- [Problem]
The data should be printed again, exactly.

- [Entries supplied]
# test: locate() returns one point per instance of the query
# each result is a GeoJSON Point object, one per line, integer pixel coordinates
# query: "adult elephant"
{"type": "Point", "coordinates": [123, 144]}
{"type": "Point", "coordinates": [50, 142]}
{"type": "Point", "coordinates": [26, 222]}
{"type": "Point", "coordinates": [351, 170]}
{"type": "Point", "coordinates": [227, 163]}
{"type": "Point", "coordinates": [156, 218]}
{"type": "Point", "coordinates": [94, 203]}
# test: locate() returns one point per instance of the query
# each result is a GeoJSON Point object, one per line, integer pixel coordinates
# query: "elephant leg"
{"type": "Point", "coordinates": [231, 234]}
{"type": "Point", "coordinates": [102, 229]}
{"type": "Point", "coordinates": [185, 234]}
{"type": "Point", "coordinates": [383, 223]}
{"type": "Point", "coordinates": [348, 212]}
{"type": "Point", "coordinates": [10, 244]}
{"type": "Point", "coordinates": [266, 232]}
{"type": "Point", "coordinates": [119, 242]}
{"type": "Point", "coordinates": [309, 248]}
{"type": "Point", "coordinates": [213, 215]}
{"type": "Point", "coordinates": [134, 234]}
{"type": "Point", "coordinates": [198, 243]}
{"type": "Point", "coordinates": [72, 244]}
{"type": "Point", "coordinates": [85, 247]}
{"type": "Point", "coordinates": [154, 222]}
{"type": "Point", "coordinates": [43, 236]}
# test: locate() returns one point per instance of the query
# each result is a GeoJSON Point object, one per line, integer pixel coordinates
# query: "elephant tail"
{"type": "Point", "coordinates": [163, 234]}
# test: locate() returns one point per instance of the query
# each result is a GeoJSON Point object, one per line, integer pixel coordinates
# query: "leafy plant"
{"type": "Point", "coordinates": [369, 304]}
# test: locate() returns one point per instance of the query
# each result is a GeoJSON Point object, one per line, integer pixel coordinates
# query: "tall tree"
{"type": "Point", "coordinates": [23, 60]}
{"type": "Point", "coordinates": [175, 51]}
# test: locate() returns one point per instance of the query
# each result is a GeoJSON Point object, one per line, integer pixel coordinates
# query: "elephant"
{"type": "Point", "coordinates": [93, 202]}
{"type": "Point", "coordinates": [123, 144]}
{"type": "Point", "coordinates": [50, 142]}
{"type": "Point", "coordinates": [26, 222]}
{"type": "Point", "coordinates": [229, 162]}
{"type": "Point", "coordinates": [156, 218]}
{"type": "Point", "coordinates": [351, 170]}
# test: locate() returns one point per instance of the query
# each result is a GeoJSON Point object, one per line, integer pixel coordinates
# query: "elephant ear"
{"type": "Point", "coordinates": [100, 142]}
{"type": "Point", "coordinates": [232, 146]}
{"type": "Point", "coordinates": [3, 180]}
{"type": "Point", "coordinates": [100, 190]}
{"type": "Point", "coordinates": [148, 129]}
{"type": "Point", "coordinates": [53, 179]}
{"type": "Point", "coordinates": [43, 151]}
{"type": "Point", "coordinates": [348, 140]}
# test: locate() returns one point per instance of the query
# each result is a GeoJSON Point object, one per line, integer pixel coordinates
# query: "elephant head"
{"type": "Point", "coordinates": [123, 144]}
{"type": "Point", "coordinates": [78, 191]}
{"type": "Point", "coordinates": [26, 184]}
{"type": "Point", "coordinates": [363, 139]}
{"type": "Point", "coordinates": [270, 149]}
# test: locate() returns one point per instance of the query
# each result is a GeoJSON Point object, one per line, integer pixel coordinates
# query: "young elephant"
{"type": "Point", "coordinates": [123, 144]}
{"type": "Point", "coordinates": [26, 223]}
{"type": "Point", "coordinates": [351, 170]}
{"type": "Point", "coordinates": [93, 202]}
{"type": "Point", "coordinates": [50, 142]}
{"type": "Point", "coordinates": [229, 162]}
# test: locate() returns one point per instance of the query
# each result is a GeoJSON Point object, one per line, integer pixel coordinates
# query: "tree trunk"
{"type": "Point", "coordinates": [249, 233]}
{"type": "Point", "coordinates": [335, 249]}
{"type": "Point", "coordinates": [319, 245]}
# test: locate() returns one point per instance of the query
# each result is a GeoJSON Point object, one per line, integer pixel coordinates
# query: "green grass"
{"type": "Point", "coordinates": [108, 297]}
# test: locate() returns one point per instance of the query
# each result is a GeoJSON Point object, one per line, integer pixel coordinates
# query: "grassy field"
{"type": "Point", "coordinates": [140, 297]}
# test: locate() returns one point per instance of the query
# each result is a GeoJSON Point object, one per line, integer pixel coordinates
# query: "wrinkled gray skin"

- [Completed exercise]
# test: locate() returns one point per instance of the query
# each result is a GeoJSON Point object, one per line, integer pixel coordinates
# query: "adult elephant"
{"type": "Point", "coordinates": [123, 144]}
{"type": "Point", "coordinates": [50, 142]}
{"type": "Point", "coordinates": [26, 222]}
{"type": "Point", "coordinates": [351, 170]}
{"type": "Point", "coordinates": [227, 163]}
{"type": "Point", "coordinates": [156, 218]}
{"type": "Point", "coordinates": [94, 203]}
# test: locate() returns one point per instance of the query
# each result is a GeoJSON Point object, one per line, integer pixel coordinates
# query: "elephant leg"
{"type": "Point", "coordinates": [231, 234]}
{"type": "Point", "coordinates": [102, 229]}
{"type": "Point", "coordinates": [185, 234]}
{"type": "Point", "coordinates": [383, 223]}
{"type": "Point", "coordinates": [348, 212]}
{"type": "Point", "coordinates": [10, 244]}
{"type": "Point", "coordinates": [266, 232]}
{"type": "Point", "coordinates": [119, 242]}
{"type": "Point", "coordinates": [309, 248]}
{"type": "Point", "coordinates": [213, 215]}
{"type": "Point", "coordinates": [134, 234]}
{"type": "Point", "coordinates": [198, 243]}
{"type": "Point", "coordinates": [72, 244]}
{"type": "Point", "coordinates": [85, 247]}
{"type": "Point", "coordinates": [154, 222]}
{"type": "Point", "coordinates": [43, 236]}
# test: locate() returns one point per instance of the query
# each result is a GeoJSON Point object, one per line, integer pixel coordinates
# query: "elephant tail"
{"type": "Point", "coordinates": [163, 234]}
# test: locate() returns one point per instance of the query
# each result is a GeoJSON Point object, one per line, integer pixel coordinates
# query: "leafy plant"
{"type": "Point", "coordinates": [369, 304]}
# test: locate() returns one point per instance of the query
# each result is a GeoJSON Point object, one per line, integer pixel coordinates
# query: "tall tree"
{"type": "Point", "coordinates": [23, 60]}
{"type": "Point", "coordinates": [175, 51]}
# test: locate() returns one point per instance of the query
# each result is a GeoJSON Point object, one per line, integer pixel coordinates
# query: "elephant"
{"type": "Point", "coordinates": [93, 202]}
{"type": "Point", "coordinates": [123, 144]}
{"type": "Point", "coordinates": [50, 142]}
{"type": "Point", "coordinates": [26, 222]}
{"type": "Point", "coordinates": [229, 162]}
{"type": "Point", "coordinates": [156, 218]}
{"type": "Point", "coordinates": [351, 170]}
# test: locate() returns one point per instance of the query
# each result is a GeoJSON Point object, one per line, integer pixel coordinates
# query: "elephant ear"
{"type": "Point", "coordinates": [100, 142]}
{"type": "Point", "coordinates": [232, 146]}
{"type": "Point", "coordinates": [3, 180]}
{"type": "Point", "coordinates": [100, 190]}
{"type": "Point", "coordinates": [148, 129]}
{"type": "Point", "coordinates": [53, 179]}
{"type": "Point", "coordinates": [43, 151]}
{"type": "Point", "coordinates": [348, 140]}
# test: locate() returns one point per instance of the query
# each result is a GeoJSON Point object, one per line, integer pixel coordinates
# query: "elephant head"
{"type": "Point", "coordinates": [123, 144]}
{"type": "Point", "coordinates": [78, 191]}
{"type": "Point", "coordinates": [26, 184]}
{"type": "Point", "coordinates": [363, 139]}
{"type": "Point", "coordinates": [270, 149]}
# test: locate() returns one point per instance of the query
# each result is a GeoJSON Point object, one per line, integer pixel coordinates
# query: "young elephant"
{"type": "Point", "coordinates": [123, 144]}
{"type": "Point", "coordinates": [26, 223]}
{"type": "Point", "coordinates": [351, 170]}
{"type": "Point", "coordinates": [93, 202]}
{"type": "Point", "coordinates": [50, 142]}
{"type": "Point", "coordinates": [229, 162]}
# test: locate() returns one point per instance of the query
# each result is a GeoJSON Point object, one per line, integer pixel coordinates
# query: "tree trunk"
{"type": "Point", "coordinates": [249, 233]}
{"type": "Point", "coordinates": [335, 249]}
{"type": "Point", "coordinates": [319, 245]}
# test: locate() returns one point per instance of the query
# each result is a GeoJSON Point object, one per line, integer pixel coordinates
# query: "green grass"
{"type": "Point", "coordinates": [108, 297]}
# test: locate() returns one point per instance of the query
# each result is a GeoJSON Point object, one per line, integer pixel coordinates
# query: "grassy field"
{"type": "Point", "coordinates": [140, 297]}
# test: locate() returns one point per instance of the query
# each result is a GeoJSON Point object, one per line, integer pixel coordinates
# query: "wrinkled gray skin"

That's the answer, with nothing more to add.